Supplied records:
————————

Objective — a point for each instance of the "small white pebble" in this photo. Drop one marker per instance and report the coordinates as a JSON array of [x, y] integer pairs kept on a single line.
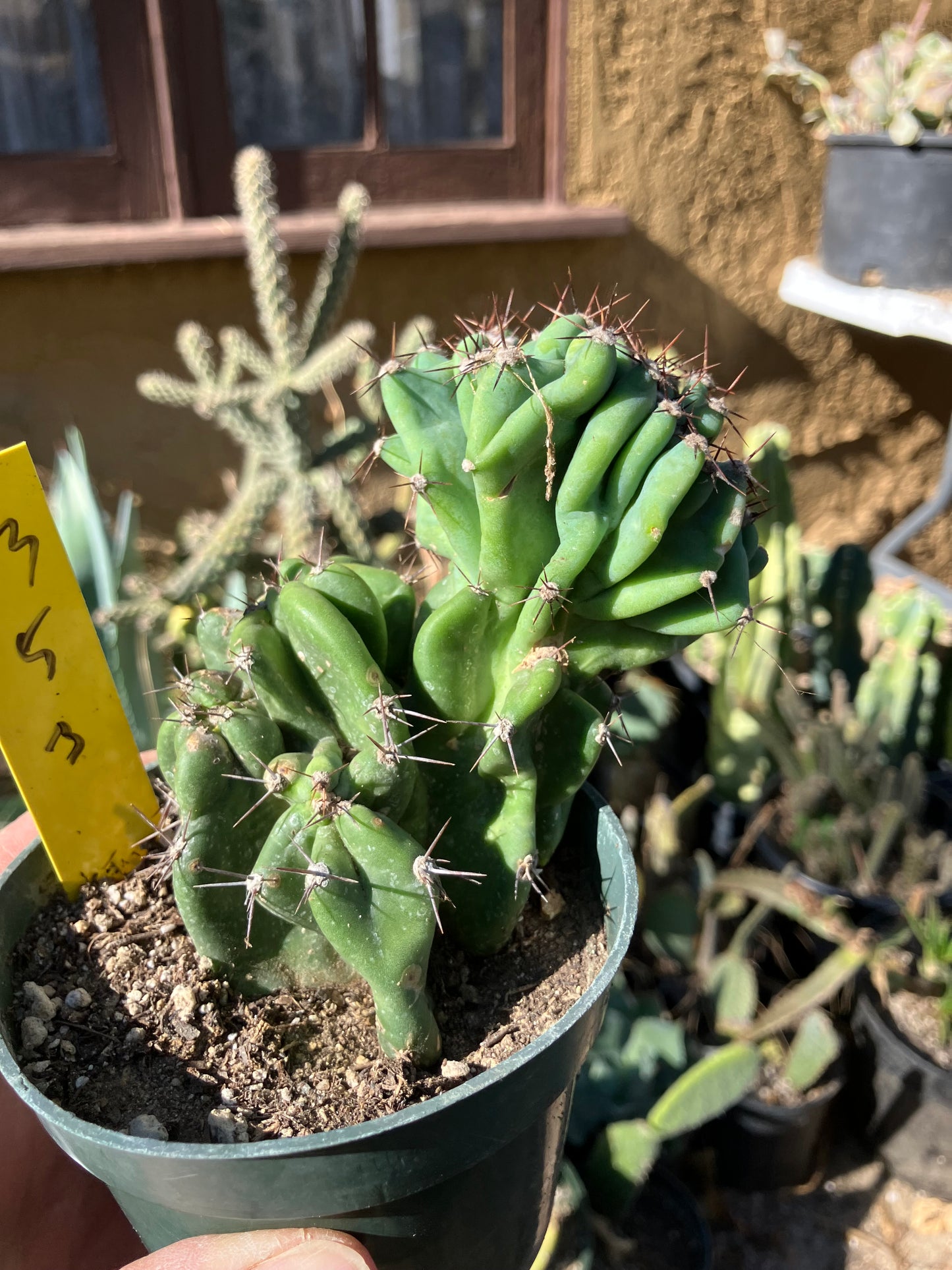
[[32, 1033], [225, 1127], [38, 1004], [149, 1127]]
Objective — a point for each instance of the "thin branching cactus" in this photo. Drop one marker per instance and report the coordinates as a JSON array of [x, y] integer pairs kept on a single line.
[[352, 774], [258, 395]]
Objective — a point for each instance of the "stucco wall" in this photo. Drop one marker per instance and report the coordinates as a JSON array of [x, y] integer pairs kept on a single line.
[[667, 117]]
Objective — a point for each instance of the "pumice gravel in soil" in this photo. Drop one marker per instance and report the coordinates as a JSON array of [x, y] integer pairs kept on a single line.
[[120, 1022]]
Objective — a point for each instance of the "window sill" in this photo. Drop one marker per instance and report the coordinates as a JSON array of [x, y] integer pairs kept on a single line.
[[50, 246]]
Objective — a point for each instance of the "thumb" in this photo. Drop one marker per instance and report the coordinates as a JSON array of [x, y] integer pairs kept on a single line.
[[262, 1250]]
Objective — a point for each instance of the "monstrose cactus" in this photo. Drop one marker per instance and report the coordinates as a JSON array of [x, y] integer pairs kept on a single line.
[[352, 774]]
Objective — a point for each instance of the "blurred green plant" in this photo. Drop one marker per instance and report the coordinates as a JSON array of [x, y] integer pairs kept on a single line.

————————

Try it: An exact repeat of all the data is required, pictures excluded.

Expected answer:
Objective — a point for each instance of the "small white pebble" in this photo. Drop one marker per instance and report the coordinates as a JSON array of [x, y] integer pairs kept on a single line.
[[32, 1033], [225, 1127], [38, 1004], [149, 1127]]
Objective — a point for each instance of the "thin branching cactus" in this photo. Drop one marker per instance and report the coordinates as a JSON array of [x, y] integer pairs kept on a single line.
[[352, 774], [258, 395]]
Objective — a point for each instance of the "stucco wall" in this photo. Drop one marker per instance and report the coordinates as a JSON array of [x, y] integer pairs kept on a single line.
[[667, 117]]
Objective — a point for each instance of the "pumice gravel in soil" in this photo. Drop one marker per instance and report the coordinates as a JSON array of [x, y] integer pairs kept on a single line.
[[120, 1022]]
Objective — a point for each instance of the "window sill" in this photo. Drop one marker per instance and report the coordinates as a JSON array of [x, y] integer pairs kept on a single line.
[[50, 246]]
Objective — a point for each instance of the "thumb" in this photo. Drop one marker per instance and report the coordinates as a JSON array of [x, y] integer pairs kept on a single line.
[[262, 1250]]
Objective — a point for each instance of the "monstrose cactus" in this photo. Drop one marker per instance and report the coordinates as a JSON array of [x, y] integer pairs kept on a single line.
[[352, 774]]
Objective — a point for each instance of the "blurred green plant" in this photo. Drop one marker per instance and report the coordinates as a JSON array of [x, y] integer pairs kept on a single line.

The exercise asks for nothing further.